- **PROVIDED PASSAGE**:
In a NSW public hospital first, a new approach to the delivery of hospital-based haemodialysis is offering patients more effective treatment and greater flexibility.
Associate Professor Kamal Sud and Nurse Manager Faren Rollo from Nepean Hospital's Renal Service
While haemodialysis is a life-sustaining treatment for people with kidney failures, the process of circulating blood through an artificial kidney for several hours a day, multiple times a week, can present significant challenges for patients.
Faced with a growing need for dialysis in the Penrith area, Associate Professor Kamal Sud and staff at Nepean Hospital’s Renal Service have extended the service to operate overnight, offering new benefits for patients and staff alike.
“For some of our patients, providing haemodialysis treatments at night frees up their days for activities that matter most to them, improving their quality of life,” explains Professor Sud.
Night-time haemodialysis also allows for longer treatment sessions that are known to improve clinical outcomes.
“Most patients can sleep during their treatment, and over the course of seven to eight hours dialysis can be a gentler procedure. This can help patients feel better following their treatment sessions,” says Professor Sud.
Since the commencement of night shift, not only do patients have additional options for treatment times, but new patients can also be accommodated within the service at short notice.
“Nurses doing the night shift are liking it too,” confirms the service’s Nurse Manager Faren Rollo.
“It's a quieter environment which is great for staff as well as patients,” explains Faren, “Having a night-time option is a great fit for some of our nurses’ lifestyles and family routines.”

- **EXERCISE TASKS**:
A - Could you retype the part of the article on overnight haemodialysis that opens with the words containing "Associate Professor Kamal Sud and Nurse" and closes with "improve clinical outcomes."?
B - How would you restate, more briefly, the paragraph of the overnight haemodialysis article that begins "Faced with a growing need for dialysis", keeping its main facts?
C - What comes next in the article about Nepean Hospital's night-time haemodialysis service? Write a continuation from the point where it stops.

- **DATA SHOWN**:
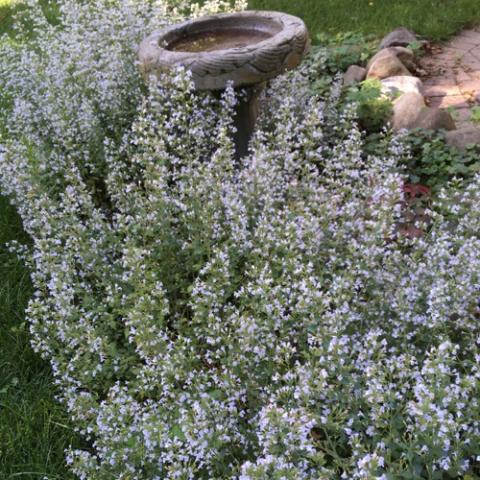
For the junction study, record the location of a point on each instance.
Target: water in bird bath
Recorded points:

- **EXPECTED RESPONSES**:
A -
Associate Professor Kamal Sud and Nurse Manager Faren Rollo from Nepean Hospital's Renal Service
While haemodialysis is a life-sustaining treatment for people with kidney failures, the process of circulating blood through an artificial kidney for several hours a day, multiple times a week, can present significant challenges for patients.
Faced with a growing need for dialysis in the Penrith area, Associate Professor Kamal Sud and staff at Nepean Hospital’s Renal Service have extended the service to operate overnight, offering new benefits for patients and staff alike.
“For some of our patients, providing haemodialysis treatments at night frees up their days for activities that matter most to them, improving their quality of life,” explains Professor Sud.
Night-time haemodialysis also allows for longer treatment sessions that are known to improve clinical outcomes.

B - Because dialysis demand is rising in the Penrith area, Associate Professor Kamal Sud and the staff of Nepean Hospital's Renal Service now run the service overnight, which benefits both patients and staff.

C -
In addition to improving the wellbeing of both patients and healthcare workers, the extended timetable also increases service capacity for no additional infrastructure costs, treating more patients around the clock.
“This is a very scalable project which could go on to benefit other services in the state.”Associate Professor Kamal Sud, Nepean Hospital
“We’re able to use what’s already here to provide more treatments, as well as improve the clinical benefit to patients,” explains Professor Sud.
As the first overnight hospital-based dialysis service in any NSW public hospital, Professor Sud and his colleagues are undertaking research to better understand the effects of this model of care on the lives of patients and staff alike.
“We are gathering feedback from patients including about their sleep, as it's still an invasive procedure and we want to know exactly how overnight dialysis may be affecting them,” says Professor Sud.
“I’m also discussing and promoting the model within professional networks across the state, so that other units might learn from our experience.”